Exercise requirements: Are you able to retype all the records below exactly?

Records of labeled points:
▽
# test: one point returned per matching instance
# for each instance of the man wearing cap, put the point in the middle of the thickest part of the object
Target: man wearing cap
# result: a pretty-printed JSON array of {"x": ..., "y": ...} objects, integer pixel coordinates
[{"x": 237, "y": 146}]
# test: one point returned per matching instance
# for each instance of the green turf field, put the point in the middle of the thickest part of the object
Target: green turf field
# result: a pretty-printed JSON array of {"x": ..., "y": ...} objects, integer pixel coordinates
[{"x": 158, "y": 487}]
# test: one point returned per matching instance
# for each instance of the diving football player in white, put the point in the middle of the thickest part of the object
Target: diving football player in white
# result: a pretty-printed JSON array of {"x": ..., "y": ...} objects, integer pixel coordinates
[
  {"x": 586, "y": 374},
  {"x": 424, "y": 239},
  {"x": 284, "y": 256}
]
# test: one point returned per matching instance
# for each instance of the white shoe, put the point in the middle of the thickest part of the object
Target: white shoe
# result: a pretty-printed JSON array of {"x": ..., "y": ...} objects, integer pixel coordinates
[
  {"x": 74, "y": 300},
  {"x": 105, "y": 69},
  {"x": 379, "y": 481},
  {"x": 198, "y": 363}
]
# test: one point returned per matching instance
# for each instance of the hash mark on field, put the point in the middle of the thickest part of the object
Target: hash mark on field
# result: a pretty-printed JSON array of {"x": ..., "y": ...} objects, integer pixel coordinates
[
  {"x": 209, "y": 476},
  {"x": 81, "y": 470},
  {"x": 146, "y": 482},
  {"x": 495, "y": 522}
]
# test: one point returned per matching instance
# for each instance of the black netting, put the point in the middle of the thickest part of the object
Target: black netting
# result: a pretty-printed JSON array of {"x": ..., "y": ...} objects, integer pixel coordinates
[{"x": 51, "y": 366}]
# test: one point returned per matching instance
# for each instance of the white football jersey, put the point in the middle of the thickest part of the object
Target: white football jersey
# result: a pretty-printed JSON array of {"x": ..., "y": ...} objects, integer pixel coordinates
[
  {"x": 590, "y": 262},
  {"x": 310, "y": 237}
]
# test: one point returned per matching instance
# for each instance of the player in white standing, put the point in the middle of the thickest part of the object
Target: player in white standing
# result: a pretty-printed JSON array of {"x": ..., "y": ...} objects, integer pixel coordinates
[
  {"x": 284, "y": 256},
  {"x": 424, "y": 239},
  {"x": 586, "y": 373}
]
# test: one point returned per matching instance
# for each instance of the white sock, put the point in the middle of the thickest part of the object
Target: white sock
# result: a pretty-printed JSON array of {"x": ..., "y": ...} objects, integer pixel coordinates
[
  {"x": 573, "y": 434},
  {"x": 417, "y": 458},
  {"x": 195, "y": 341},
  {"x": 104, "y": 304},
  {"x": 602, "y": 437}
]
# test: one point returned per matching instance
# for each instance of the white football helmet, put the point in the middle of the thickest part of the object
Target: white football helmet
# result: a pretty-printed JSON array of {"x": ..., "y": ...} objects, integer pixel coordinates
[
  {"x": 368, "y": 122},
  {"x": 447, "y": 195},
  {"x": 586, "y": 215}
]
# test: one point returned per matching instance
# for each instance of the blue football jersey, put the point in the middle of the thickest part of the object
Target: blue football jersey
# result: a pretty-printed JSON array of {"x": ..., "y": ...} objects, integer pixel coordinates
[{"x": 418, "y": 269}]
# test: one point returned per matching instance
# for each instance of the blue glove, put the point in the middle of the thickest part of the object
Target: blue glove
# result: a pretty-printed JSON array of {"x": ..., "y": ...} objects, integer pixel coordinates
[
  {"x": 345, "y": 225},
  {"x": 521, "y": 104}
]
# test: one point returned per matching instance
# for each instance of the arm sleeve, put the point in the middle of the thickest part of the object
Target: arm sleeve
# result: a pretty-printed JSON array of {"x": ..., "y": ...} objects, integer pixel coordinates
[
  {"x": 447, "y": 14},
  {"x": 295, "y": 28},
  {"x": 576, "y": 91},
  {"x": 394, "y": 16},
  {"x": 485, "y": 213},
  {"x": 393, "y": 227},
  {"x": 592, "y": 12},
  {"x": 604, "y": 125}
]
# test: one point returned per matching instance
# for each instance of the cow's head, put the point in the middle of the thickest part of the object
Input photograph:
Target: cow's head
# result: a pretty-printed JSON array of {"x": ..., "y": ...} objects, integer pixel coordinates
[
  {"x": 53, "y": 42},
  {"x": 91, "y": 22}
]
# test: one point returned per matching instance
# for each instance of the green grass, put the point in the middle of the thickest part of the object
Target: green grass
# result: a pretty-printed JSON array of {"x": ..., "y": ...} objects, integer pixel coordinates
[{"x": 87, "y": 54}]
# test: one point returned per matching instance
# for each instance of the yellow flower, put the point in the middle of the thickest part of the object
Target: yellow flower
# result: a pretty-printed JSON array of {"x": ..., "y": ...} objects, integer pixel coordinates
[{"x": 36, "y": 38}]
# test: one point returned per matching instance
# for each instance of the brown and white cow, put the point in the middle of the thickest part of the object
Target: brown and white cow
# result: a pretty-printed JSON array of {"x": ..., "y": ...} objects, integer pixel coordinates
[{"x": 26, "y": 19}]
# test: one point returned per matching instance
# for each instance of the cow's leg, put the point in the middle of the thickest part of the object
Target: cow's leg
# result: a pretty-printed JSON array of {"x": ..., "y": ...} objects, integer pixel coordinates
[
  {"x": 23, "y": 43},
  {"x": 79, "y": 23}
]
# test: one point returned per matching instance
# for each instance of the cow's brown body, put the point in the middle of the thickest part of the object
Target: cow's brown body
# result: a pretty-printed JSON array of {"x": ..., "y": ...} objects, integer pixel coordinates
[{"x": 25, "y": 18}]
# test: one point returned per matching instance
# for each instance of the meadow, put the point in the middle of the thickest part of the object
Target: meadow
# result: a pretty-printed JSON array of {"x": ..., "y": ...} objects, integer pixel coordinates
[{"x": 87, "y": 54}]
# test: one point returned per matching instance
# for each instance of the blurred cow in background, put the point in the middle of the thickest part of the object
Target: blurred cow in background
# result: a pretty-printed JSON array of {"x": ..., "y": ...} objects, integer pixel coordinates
△
The output:
# test: one point returned per matching instance
# for each instance of the man wearing cap, put the point in the middle of the thickest part of the object
Target: man wearing cap
# result: a pretty-printed JSON array of {"x": ..., "y": ...} objects, integer pixel coordinates
[{"x": 237, "y": 146}]
# test: one point returned per matching instance
# for each instance of the green turf field, put the point in the middle of the thickest part of the object
Target: green turf field
# result: a pretty-printed JSON array of {"x": ..., "y": ...} objects, integer pixel coordinates
[{"x": 158, "y": 487}]
# test: one point returned per matching instance
# for each instance of the diving football player in white, put the point in the middle of the thickest part of the object
Target: diving football player in white
# result: a pretty-printed JSON array of {"x": ..., "y": ...} objects, integer pixel coordinates
[
  {"x": 586, "y": 374},
  {"x": 424, "y": 239},
  {"x": 284, "y": 256}
]
# test: one point returned per matching instance
# for each instance of the white shoe, put the point in the middle of the thickest part of the object
Target: white shoe
# result: a pretty-printed JSON array of {"x": ..., "y": ...} objects, integer pixel coordinates
[
  {"x": 74, "y": 300},
  {"x": 105, "y": 69},
  {"x": 379, "y": 481},
  {"x": 198, "y": 363}
]
# test: one point returned per matching instance
# for each instance of the hash mark on field, put the point in the middle of the thickest part of the object
Target: hash mark on field
# result: a pretty-printed JSON array of {"x": ..., "y": ...} objects, integer pixel coordinates
[
  {"x": 209, "y": 476},
  {"x": 81, "y": 470},
  {"x": 146, "y": 482},
  {"x": 495, "y": 522}
]
# test: one point returned per matching instance
# for each instance of the black netting, put the point in the middle of the thickest part of the object
Target: black netting
# result: a pretty-printed JSON array of {"x": ..., "y": ...} objects, integer pixel coordinates
[{"x": 51, "y": 366}]
# test: one point returned per matching instance
# for each instance of the white football jersey, put the point in the middle of the thickest part of the object
Target: white football jersey
# result: a pretty-printed JSON array of {"x": ..., "y": ...} objects, integer pixel coordinates
[
  {"x": 590, "y": 262},
  {"x": 310, "y": 237}
]
# test: one point returned per matching instance
# for each instance of the player in white standing, put the point in the middle of the thickest part of the object
Target: player in white standing
# result: a pretty-printed JSON array of {"x": ..., "y": ...} objects, integer pixel coordinates
[
  {"x": 284, "y": 256},
  {"x": 424, "y": 239},
  {"x": 586, "y": 373}
]
# test: one point returned per matching instance
# for each instance of the white sock, put the point in the middle of the thickest part of the object
Target: white sock
# result: a pretty-printed JSON array of {"x": ..., "y": ...} objects, integer pixel coordinates
[
  {"x": 573, "y": 434},
  {"x": 417, "y": 458},
  {"x": 195, "y": 341},
  {"x": 104, "y": 304},
  {"x": 602, "y": 437}
]
# test: one point returned per matching instance
# for each instance of the white football helmet, put the point in the middle of the thickest part of the object
Target: white football helmet
# result: a pretty-printed JSON array of {"x": ..., "y": ...} objects, integer pixel coordinates
[
  {"x": 368, "y": 122},
  {"x": 447, "y": 195},
  {"x": 586, "y": 215}
]
# test: one point returned per matching instance
# for each instance of the blue football jersey, put the point in the middle of the thickest part of the object
Target: blue football jersey
# result: a pretty-printed JSON array of {"x": ..., "y": ...} objects, integer pixel coordinates
[{"x": 418, "y": 269}]
# test: one point returned per matching instance
# for each instance of the blue glove, put the point in the middle of the thickest part of the object
Target: blue glove
# result: a pretty-printed JSON array of {"x": ..., "y": ...} objects, integer pixel coordinates
[
  {"x": 345, "y": 225},
  {"x": 521, "y": 104}
]
# test: one point returned per matching instance
# for each instance of the arm sleeve, put the point in the middle of the thickest part of the object
Target: arm sleeve
# result: a pretty-printed JSON array of {"x": ..., "y": ...} objects, integer pixel coordinates
[
  {"x": 447, "y": 14},
  {"x": 295, "y": 28},
  {"x": 576, "y": 91},
  {"x": 394, "y": 16},
  {"x": 485, "y": 213},
  {"x": 393, "y": 227},
  {"x": 592, "y": 12},
  {"x": 604, "y": 125}
]
# test: one point returned per matching instance
# for each instance of the cow's head, put the point in the middle of the thickest part of the object
Input photograph:
Target: cow's head
# result: a pretty-printed JSON array of {"x": ..., "y": ...} objects, integer pixel coordinates
[
  {"x": 53, "y": 42},
  {"x": 91, "y": 22}
]
# test: one point returned per matching instance
# for each instance of the green grass, put the point in the middle of the thickest part of the object
Target: green grass
# result: a pretty-printed JSON array of {"x": ..., "y": ...} objects, integer pixel coordinates
[{"x": 87, "y": 54}]
# test: one point returned per matching instance
# for each instance of the yellow flower, put the point in the middle of the thickest part of the object
Target: yellow flower
# result: a pretty-printed JSON array of {"x": ..., "y": ...} objects, integer pixel coordinates
[{"x": 36, "y": 38}]
# test: one point returned per matching instance
# for each instance of the brown and white cow, put the point in the middle of the thickest part of the object
Target: brown and white cow
# result: a pretty-printed JSON array of {"x": ..., "y": ...} objects, integer pixel coordinates
[{"x": 26, "y": 19}]
# test: one point returned per matching instance
# for each instance of the cow's leg, put the point in the middle of the thickest part of the object
Target: cow's leg
# result: a pretty-printed JSON array of {"x": ..., "y": ...} objects, integer pixel coordinates
[
  {"x": 23, "y": 43},
  {"x": 79, "y": 23}
]
# test: one point returned per matching instance
# for each instance of the cow's brown body, put the point in the middle of the thickest part of the object
Target: cow's brown body
# result: a pretty-printed JSON array of {"x": ..., "y": ...} objects, integer pixel coordinates
[{"x": 25, "y": 18}]
# test: one point returned per matching instance
# for each instance of the meadow, put the point in the middle of the thickest part of the object
Target: meadow
# result: a pretty-printed JSON array of {"x": ..., "y": ...} objects, integer pixel coordinates
[{"x": 87, "y": 54}]
# test: one point returned per matching instance
# for each instance of the blurred cow in background, put the point in the middle of the thickest part of the object
Target: blurred cow in background
# result: a pretty-printed JSON array of {"x": ..., "y": ...} objects, integer pixel coordinates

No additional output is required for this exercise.